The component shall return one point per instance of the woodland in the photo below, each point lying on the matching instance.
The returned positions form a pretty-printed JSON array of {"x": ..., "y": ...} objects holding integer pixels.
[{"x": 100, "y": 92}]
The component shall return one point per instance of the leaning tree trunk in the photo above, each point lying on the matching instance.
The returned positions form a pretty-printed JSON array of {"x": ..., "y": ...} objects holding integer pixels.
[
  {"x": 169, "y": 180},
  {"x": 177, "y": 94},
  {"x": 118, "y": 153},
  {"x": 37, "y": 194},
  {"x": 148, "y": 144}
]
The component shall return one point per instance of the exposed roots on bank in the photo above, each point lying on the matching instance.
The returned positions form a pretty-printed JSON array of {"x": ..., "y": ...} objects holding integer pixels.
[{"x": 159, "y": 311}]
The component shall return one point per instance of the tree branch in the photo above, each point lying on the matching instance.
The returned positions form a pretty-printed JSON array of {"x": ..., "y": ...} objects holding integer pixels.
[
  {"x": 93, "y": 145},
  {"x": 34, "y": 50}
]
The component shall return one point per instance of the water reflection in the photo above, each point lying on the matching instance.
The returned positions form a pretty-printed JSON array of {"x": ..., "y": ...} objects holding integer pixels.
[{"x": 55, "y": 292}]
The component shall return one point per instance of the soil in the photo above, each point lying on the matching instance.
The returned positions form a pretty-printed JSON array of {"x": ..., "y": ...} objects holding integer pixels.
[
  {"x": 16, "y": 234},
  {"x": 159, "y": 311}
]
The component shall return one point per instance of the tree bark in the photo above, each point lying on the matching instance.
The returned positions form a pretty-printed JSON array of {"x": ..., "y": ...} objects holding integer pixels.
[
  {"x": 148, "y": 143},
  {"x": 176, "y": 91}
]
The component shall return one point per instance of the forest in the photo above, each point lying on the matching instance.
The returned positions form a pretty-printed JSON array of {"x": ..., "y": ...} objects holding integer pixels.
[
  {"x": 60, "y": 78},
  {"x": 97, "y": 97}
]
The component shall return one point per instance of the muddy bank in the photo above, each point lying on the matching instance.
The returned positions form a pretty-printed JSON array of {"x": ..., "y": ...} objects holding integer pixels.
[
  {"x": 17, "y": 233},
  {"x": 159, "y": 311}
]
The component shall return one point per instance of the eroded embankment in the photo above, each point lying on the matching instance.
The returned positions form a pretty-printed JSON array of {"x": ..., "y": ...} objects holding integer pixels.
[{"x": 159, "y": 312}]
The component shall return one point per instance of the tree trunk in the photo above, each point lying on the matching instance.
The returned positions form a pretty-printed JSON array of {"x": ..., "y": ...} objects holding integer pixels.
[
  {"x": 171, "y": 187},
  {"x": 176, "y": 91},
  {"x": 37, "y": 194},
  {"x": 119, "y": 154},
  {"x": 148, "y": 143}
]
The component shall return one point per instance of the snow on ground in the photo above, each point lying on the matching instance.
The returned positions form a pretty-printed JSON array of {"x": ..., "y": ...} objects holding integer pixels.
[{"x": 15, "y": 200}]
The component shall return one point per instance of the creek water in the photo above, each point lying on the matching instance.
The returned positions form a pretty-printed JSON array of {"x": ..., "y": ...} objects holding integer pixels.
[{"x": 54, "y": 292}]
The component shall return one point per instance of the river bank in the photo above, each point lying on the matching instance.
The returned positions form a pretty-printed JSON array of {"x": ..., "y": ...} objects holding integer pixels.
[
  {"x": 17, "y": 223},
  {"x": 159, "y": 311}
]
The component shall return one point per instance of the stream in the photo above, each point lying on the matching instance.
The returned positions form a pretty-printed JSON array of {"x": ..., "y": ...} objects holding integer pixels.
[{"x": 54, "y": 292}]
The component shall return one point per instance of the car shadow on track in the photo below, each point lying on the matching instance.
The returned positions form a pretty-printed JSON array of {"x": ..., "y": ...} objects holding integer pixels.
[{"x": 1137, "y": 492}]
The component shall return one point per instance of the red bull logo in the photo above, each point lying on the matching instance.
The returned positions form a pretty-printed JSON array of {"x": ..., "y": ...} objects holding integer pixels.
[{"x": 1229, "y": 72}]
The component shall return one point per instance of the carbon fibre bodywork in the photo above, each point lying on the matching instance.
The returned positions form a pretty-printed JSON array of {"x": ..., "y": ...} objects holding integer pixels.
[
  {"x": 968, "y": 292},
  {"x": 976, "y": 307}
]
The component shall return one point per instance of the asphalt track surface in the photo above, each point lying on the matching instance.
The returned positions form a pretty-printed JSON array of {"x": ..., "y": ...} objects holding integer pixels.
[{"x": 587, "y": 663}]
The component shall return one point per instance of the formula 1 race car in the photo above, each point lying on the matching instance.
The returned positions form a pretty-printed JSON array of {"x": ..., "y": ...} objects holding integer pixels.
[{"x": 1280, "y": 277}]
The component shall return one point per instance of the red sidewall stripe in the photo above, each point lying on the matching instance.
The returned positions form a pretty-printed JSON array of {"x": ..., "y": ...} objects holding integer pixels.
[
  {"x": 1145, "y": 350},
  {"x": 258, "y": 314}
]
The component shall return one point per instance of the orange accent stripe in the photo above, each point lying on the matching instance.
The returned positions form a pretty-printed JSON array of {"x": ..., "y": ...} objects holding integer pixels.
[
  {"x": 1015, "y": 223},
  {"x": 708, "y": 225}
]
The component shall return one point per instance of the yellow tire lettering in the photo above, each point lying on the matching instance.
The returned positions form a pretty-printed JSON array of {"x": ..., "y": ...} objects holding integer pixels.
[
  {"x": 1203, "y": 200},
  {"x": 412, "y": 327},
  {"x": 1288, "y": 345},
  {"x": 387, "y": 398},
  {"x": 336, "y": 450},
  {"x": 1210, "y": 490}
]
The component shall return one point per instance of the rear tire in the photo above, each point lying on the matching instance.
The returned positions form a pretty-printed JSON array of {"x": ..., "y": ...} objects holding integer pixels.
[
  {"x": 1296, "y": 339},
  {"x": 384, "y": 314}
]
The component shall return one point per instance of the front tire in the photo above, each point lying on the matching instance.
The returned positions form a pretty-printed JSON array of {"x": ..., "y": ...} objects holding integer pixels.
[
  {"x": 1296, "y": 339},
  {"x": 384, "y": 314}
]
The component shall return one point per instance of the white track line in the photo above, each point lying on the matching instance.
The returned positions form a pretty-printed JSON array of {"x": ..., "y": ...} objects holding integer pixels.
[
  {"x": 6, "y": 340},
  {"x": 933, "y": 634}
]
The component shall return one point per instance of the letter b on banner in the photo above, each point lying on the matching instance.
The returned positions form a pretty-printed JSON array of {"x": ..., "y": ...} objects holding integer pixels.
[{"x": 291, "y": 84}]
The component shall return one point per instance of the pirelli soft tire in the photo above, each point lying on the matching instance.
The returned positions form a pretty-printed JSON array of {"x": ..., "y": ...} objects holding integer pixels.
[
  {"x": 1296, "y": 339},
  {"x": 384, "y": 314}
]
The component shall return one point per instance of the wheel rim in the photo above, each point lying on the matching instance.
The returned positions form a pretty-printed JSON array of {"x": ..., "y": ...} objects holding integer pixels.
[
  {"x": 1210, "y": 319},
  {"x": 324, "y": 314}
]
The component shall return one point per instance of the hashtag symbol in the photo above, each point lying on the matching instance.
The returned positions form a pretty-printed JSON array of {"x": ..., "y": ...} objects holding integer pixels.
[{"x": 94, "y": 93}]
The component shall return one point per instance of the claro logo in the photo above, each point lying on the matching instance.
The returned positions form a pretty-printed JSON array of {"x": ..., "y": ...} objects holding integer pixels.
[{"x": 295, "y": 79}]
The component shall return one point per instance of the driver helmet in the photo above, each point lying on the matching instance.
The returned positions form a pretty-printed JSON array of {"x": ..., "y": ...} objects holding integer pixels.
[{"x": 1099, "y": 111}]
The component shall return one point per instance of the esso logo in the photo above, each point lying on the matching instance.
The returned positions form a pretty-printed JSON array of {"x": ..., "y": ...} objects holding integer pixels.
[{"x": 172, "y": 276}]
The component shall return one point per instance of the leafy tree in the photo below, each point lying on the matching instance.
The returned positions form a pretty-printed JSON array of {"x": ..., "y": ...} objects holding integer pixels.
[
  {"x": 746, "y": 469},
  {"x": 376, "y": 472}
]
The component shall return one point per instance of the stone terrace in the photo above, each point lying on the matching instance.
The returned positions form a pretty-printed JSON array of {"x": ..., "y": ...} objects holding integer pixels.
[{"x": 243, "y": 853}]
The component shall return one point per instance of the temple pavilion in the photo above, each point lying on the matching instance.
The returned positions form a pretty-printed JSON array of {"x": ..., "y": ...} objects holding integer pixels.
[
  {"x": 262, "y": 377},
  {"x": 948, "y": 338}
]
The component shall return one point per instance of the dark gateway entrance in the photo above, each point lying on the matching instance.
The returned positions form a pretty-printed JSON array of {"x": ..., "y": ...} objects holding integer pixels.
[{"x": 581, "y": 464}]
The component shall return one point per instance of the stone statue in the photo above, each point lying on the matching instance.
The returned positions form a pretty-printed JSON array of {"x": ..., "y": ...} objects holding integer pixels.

YOUR ASSIGNMENT
Pull every line with "stone" from the records.

YOUR RESPONSE
The component shall return one point per instance of the stone terrace in the photo above, each point lying on the matching instance.
The component shall return one point per instance of the stone statue in the photo above, each point lying on the matching instance.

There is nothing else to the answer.